> Entries from a pointing dataset
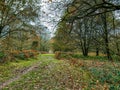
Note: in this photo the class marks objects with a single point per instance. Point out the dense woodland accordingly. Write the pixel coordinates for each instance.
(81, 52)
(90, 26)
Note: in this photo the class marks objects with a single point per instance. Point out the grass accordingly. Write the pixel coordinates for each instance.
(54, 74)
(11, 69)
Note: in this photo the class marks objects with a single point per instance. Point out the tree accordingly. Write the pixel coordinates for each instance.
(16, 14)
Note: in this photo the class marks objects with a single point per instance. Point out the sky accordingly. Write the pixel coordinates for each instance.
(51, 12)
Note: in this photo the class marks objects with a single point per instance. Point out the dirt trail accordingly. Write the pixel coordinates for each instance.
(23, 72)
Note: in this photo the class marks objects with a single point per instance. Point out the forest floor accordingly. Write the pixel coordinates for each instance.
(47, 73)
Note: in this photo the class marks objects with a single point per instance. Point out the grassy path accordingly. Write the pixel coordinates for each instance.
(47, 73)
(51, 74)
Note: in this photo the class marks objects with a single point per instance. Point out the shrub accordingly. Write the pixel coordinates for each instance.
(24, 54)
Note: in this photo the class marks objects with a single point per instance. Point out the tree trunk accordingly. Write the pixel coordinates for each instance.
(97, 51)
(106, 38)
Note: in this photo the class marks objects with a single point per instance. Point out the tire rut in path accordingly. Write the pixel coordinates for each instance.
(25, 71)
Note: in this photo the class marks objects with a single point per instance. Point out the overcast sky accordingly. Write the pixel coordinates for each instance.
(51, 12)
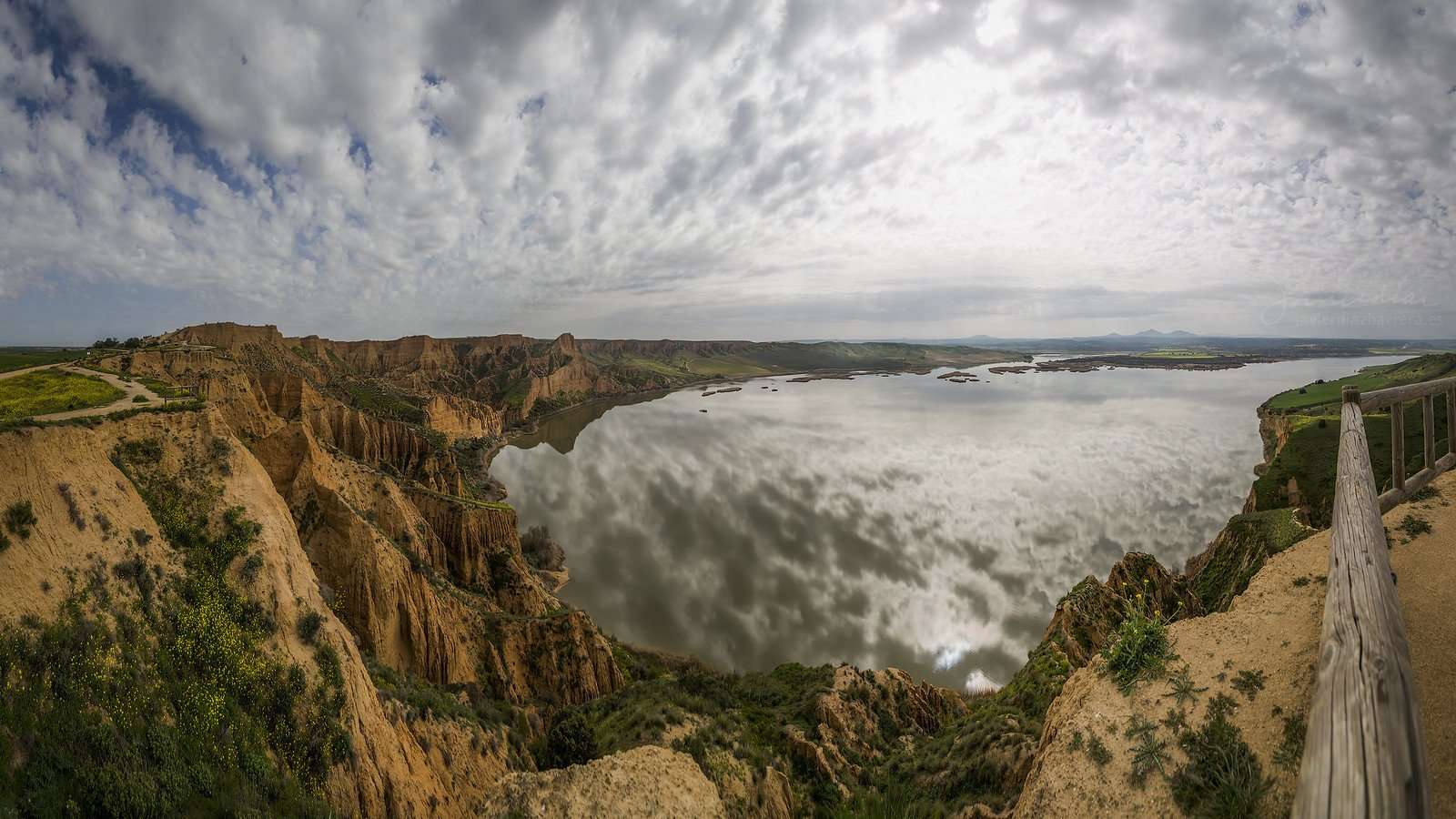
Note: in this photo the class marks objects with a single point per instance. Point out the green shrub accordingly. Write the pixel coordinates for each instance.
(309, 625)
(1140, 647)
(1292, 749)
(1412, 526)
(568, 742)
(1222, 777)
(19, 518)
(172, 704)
...
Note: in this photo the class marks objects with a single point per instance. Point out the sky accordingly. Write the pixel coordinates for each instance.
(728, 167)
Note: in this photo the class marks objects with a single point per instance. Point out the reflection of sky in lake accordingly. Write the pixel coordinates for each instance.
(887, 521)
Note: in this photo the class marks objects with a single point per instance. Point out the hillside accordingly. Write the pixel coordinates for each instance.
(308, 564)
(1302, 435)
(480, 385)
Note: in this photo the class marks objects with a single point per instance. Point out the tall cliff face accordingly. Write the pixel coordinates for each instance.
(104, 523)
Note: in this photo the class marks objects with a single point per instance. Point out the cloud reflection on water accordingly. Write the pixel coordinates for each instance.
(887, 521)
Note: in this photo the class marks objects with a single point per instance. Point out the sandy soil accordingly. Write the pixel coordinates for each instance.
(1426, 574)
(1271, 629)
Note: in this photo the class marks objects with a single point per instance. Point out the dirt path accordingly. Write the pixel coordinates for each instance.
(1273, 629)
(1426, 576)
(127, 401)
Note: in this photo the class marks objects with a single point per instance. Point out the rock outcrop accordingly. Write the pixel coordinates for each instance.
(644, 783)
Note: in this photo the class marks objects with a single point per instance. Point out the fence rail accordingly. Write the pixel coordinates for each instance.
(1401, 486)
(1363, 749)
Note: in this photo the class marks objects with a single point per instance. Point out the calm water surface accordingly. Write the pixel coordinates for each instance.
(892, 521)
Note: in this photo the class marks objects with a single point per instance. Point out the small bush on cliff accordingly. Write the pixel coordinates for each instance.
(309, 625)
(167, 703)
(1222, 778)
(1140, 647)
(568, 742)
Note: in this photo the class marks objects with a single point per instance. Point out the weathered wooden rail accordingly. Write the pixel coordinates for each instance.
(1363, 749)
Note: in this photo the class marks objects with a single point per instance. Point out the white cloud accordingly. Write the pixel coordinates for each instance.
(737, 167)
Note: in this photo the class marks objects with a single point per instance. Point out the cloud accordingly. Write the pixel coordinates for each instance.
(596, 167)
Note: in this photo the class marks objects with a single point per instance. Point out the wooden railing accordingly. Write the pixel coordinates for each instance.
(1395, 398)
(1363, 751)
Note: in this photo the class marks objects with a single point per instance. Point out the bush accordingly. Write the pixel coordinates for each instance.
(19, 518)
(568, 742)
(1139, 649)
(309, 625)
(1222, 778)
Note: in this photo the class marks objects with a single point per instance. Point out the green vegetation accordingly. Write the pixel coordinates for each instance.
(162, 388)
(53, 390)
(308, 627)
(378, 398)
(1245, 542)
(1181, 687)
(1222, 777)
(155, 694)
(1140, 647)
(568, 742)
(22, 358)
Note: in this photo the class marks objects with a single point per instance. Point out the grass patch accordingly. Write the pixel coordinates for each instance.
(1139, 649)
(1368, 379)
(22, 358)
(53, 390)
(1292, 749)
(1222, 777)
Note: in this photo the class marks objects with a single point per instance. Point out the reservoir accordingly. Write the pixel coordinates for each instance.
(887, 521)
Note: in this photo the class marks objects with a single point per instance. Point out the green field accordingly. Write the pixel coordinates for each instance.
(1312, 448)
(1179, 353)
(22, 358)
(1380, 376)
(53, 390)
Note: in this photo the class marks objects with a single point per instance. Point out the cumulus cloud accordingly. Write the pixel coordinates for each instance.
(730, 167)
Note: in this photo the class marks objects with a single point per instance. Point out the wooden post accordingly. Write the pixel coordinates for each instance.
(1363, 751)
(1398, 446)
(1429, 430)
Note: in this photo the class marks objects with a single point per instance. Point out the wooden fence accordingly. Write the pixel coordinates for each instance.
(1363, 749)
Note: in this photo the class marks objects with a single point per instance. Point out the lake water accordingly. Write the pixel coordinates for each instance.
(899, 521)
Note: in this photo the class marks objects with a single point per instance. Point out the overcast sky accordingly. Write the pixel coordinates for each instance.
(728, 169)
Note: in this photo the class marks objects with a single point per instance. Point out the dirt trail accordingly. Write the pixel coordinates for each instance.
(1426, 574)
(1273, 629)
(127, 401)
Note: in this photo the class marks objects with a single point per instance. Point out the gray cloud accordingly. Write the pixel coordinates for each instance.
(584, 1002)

> Written instruction
Report every line from the items above that contains the word "cliff", copying each such line in full.

> Written reply
Note: in this photo the class marks objects with a single point per instance. Point out the tall cliff face accordingly. Write the pixel coordinates for each instance.
Note: in this photo the class marks objects with a single point per instance. Point out the small bush on cliff accordingly. Write the pixel coordinates for each instance.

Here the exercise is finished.